§ STATED EXERCISE:
Please copy out everything from the line containing "Could you mark the region of every instance of the flower" down to the end of the items, both ends included and requests kept. Shift every coordinate in the answers by adding 115 to it, and leave the numbers in the requests and their layout samples unchanged.

§ RECORDS:

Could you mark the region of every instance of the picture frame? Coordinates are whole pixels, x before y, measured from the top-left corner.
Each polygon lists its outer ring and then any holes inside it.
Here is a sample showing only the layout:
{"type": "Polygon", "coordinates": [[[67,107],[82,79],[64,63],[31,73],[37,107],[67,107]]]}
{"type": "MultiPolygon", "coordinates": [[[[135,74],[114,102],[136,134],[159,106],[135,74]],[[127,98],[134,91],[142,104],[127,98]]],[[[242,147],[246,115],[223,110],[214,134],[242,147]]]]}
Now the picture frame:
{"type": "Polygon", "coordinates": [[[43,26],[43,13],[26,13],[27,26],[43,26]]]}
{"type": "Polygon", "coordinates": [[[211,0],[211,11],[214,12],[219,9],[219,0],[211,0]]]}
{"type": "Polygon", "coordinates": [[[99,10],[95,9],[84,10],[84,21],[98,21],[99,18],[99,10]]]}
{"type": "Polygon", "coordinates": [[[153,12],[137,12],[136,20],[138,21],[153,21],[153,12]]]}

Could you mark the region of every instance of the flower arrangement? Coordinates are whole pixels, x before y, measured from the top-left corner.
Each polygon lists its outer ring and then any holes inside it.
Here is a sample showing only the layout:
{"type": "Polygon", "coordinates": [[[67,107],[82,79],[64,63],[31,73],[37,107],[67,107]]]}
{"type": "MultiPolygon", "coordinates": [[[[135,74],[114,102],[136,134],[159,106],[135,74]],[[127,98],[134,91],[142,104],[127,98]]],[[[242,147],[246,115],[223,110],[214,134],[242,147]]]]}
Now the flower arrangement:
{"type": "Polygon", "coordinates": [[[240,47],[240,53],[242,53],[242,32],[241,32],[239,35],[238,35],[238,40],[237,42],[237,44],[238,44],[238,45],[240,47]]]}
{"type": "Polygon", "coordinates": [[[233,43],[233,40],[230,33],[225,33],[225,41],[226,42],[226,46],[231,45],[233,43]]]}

§ FULL ANSWER:
Could you mark the region of every instance of the flower arrangement? Coordinates are whole pixels, x before y, measured from the top-left corner.
Each polygon lists its outer ring and then any holes inside it.
Here is a sample showing only the layout:
{"type": "Polygon", "coordinates": [[[67,107],[82,79],[64,63],[31,73],[37,107],[67,107]]]}
{"type": "MultiPolygon", "coordinates": [[[[135,74],[114,102],[136,134],[159,106],[135,74]],[[127,98],[134,91],[142,104],[127,98]]],[[[242,147],[246,115],[223,110],[214,134],[242,147]]]]}
Now the flower arrangement:
{"type": "Polygon", "coordinates": [[[355,162],[355,168],[357,168],[357,147],[356,147],[354,150],[353,150],[353,155],[352,157],[352,159],[353,159],[353,160],[355,162]]]}
{"type": "Polygon", "coordinates": [[[348,158],[348,155],[345,148],[340,148],[340,156],[341,157],[341,161],[346,160],[348,158]]]}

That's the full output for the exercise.